Make an exact copy of the listing below.

Material shown ▸
···

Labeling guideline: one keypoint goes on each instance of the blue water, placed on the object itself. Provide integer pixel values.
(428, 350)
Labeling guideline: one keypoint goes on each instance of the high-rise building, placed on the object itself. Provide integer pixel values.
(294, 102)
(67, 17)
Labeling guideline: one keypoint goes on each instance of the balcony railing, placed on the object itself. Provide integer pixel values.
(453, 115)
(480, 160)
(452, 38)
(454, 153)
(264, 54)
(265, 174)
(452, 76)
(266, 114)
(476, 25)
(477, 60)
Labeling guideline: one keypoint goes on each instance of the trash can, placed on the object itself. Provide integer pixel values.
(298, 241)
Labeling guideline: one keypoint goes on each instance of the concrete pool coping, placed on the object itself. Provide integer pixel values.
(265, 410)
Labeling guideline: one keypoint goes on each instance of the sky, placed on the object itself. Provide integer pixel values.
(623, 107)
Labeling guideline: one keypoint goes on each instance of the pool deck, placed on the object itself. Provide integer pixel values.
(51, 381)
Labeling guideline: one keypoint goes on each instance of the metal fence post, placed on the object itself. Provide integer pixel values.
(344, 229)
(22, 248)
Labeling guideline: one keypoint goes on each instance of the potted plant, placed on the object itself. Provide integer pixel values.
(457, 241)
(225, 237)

···

Solution for this task ▸
Labeling guideline: one keypoint goes on each instance of the blue water, placed on the object itself. Provide integer pixel values.
(428, 350)
Labeling guideline: one keypoint goes on each instance of the high-rise building, placed on the object itself. Provide integer pixel values.
(294, 102)
(67, 17)
Labeling guideline: one keypoint goes on each instance of the balcony railing, placed on the object itself. Provide integer pixel values.
(453, 115)
(480, 160)
(452, 38)
(454, 153)
(264, 54)
(265, 174)
(452, 76)
(266, 114)
(476, 25)
(477, 60)
Labeling guideline: one keypoint goes on each instance of the trash can, placed on the object itself. Provide integer pixel values.
(298, 241)
Labeling guideline: one keypoint goes on each instance of the concrete pool coping, placed on the object itself. Provide integer pixel values.
(265, 410)
Labeling guideline: one keypoint goes on each instance of the sky, placed on the object itself. Provide integer pixel values.
(623, 107)
Labeling guideline: one keypoint goes on each instance of the pool deck, placed on the object itself. Provide integer pixel values.
(51, 381)
Labeling guideline: one keypoint goes on each instance of the metal fence post, placed on the object itself. Provide integer pixel values.
(344, 229)
(22, 248)
Labeling guideline: one keypoint goes on each instance of the potted plant, placed on the object itself. Provide integer pixel values.
(457, 241)
(225, 237)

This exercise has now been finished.